### SET TASK:
Update the entries from the line with "Find the wood grain" to the line with "xmin=76 ymin=297 xmax=525 ymax=348" so that "wood grain" becomes "timber texture", leaving everything else unchanged. Return only those lines.

### Region labeling records:
⁂
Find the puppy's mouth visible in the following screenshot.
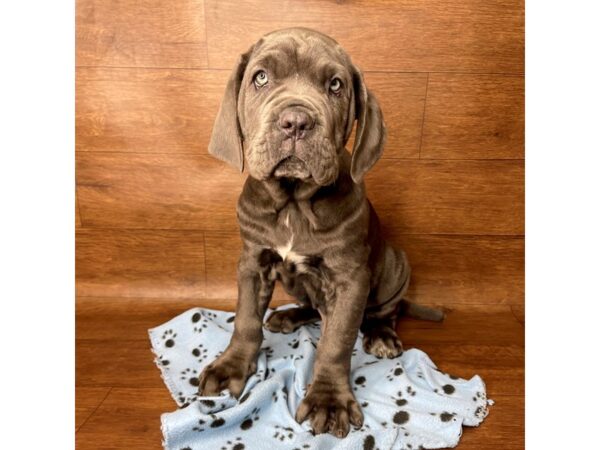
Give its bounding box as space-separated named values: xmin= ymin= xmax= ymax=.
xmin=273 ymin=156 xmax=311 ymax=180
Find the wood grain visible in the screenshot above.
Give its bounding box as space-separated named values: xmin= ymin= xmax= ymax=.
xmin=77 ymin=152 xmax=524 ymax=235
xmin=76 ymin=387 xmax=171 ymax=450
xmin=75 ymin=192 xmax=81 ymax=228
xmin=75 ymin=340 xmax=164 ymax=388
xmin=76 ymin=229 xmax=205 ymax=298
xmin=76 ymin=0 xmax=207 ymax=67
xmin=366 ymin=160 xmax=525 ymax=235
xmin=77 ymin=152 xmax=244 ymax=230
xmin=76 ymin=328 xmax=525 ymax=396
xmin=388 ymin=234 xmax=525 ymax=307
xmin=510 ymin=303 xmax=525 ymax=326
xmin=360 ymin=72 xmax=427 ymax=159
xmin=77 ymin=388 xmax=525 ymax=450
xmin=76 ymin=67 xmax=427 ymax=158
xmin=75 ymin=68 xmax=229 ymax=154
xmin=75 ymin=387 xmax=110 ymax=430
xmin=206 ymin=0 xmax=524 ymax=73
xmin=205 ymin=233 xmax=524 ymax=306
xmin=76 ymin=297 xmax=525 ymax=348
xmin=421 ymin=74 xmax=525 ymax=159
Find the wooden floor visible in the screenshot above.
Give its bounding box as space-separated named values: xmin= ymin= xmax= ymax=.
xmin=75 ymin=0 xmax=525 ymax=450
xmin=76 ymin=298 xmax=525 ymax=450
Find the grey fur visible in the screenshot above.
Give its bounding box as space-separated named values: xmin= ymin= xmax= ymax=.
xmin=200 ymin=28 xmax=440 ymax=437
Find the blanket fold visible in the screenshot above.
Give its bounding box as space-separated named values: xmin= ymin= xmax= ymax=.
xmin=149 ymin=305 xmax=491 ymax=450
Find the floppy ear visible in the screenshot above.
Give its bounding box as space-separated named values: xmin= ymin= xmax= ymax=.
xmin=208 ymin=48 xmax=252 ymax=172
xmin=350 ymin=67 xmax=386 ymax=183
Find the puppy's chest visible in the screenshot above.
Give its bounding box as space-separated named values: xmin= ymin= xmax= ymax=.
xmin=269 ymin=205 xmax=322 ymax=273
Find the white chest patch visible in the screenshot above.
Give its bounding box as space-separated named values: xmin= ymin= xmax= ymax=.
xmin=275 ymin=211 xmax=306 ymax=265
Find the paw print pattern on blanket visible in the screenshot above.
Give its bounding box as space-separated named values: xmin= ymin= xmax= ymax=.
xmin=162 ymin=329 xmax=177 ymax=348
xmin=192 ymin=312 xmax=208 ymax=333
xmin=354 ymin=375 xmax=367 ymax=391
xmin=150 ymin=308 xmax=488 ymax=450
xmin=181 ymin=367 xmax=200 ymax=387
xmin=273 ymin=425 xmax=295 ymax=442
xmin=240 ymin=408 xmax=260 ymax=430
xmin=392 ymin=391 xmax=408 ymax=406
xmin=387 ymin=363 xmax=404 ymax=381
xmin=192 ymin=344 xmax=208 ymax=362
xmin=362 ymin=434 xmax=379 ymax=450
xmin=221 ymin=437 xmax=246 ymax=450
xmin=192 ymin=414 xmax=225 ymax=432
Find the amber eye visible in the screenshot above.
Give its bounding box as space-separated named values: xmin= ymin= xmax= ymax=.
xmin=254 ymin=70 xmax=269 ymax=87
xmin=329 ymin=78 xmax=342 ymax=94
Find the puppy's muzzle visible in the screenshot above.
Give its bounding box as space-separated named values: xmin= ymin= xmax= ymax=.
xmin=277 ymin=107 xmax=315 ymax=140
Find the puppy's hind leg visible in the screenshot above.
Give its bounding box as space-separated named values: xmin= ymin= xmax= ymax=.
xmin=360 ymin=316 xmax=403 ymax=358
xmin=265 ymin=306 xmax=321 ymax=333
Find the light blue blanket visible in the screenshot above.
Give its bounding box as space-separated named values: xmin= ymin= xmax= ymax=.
⁂
### PROBLEM SOLUTION:
Find the timber texture visible in the screenshot above.
Give its bounding box as space-separated named values: xmin= ymin= xmax= ymax=.
xmin=77 ymin=152 xmax=524 ymax=235
xmin=76 ymin=387 xmax=171 ymax=450
xmin=75 ymin=192 xmax=81 ymax=228
xmin=75 ymin=340 xmax=164 ymax=388
xmin=76 ymin=229 xmax=205 ymax=298
xmin=76 ymin=0 xmax=207 ymax=67
xmin=366 ymin=160 xmax=525 ymax=235
xmin=77 ymin=152 xmax=244 ymax=230
xmin=76 ymin=328 xmax=525 ymax=396
xmin=388 ymin=234 xmax=525 ymax=307
xmin=510 ymin=303 xmax=525 ymax=326
xmin=360 ymin=72 xmax=427 ymax=159
xmin=77 ymin=388 xmax=525 ymax=450
xmin=76 ymin=67 xmax=427 ymax=158
xmin=75 ymin=68 xmax=229 ymax=154
xmin=75 ymin=387 xmax=110 ymax=430
xmin=206 ymin=0 xmax=524 ymax=73
xmin=205 ymin=233 xmax=524 ymax=306
xmin=76 ymin=297 xmax=525 ymax=348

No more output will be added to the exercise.